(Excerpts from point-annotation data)
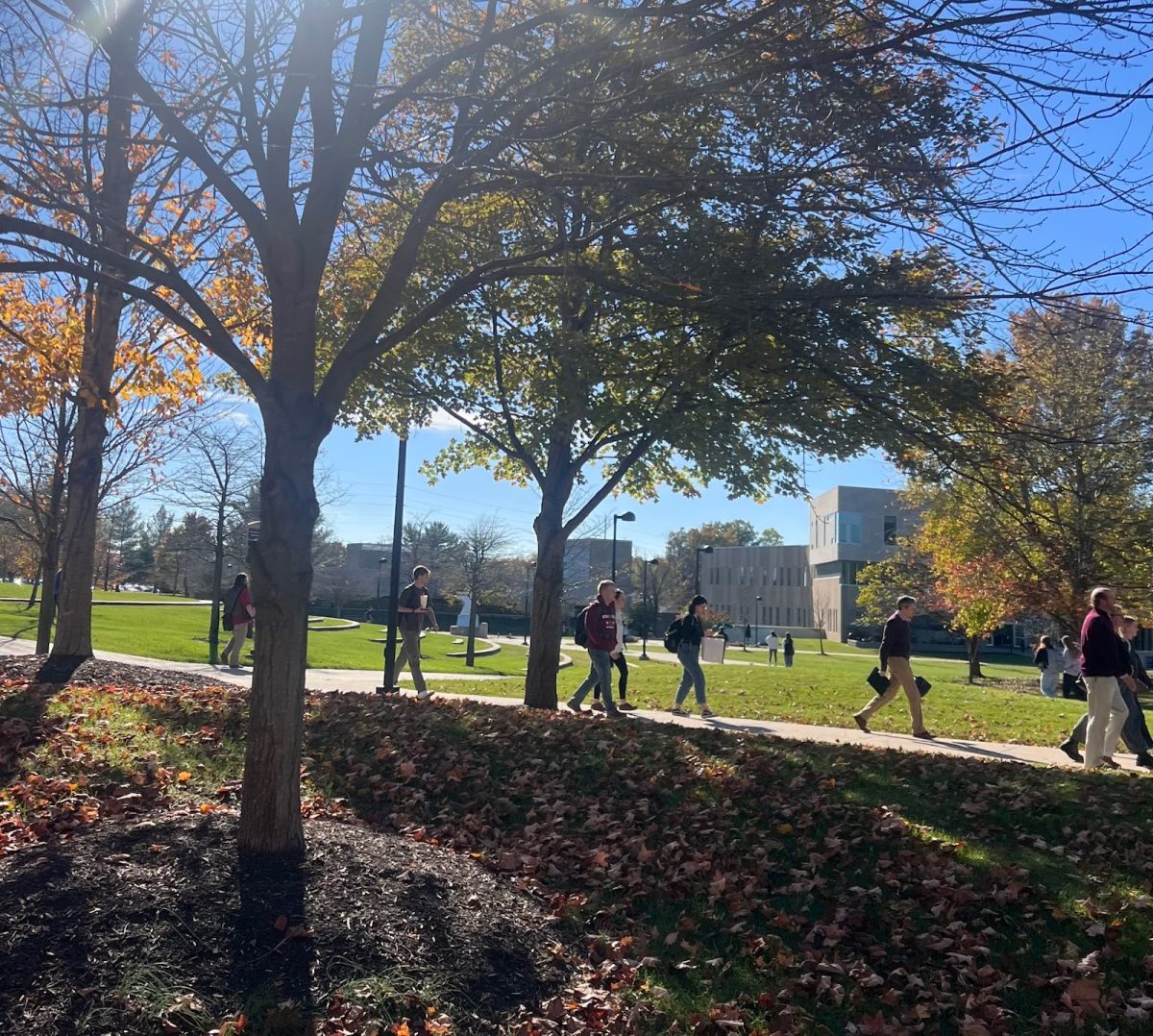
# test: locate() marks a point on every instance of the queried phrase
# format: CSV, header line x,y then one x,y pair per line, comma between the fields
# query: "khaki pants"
x,y
1107,714
410,654
900,675
239,636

Goal.
Reproduce every line of the material above, requests included, after multiplying each coordinate value in the answers by 1.2 and rounding it to a whole number, with halves rounded up. Omit the pictures from your answer.

Exercise answer.
# test: locate() marks a point on every instance of the queried phrase
# format: CSV, header line x,y then one x,y pair per line, comma between the fields
# query: "khaki pants"
x,y
1328,857
492,785
1080,810
287,763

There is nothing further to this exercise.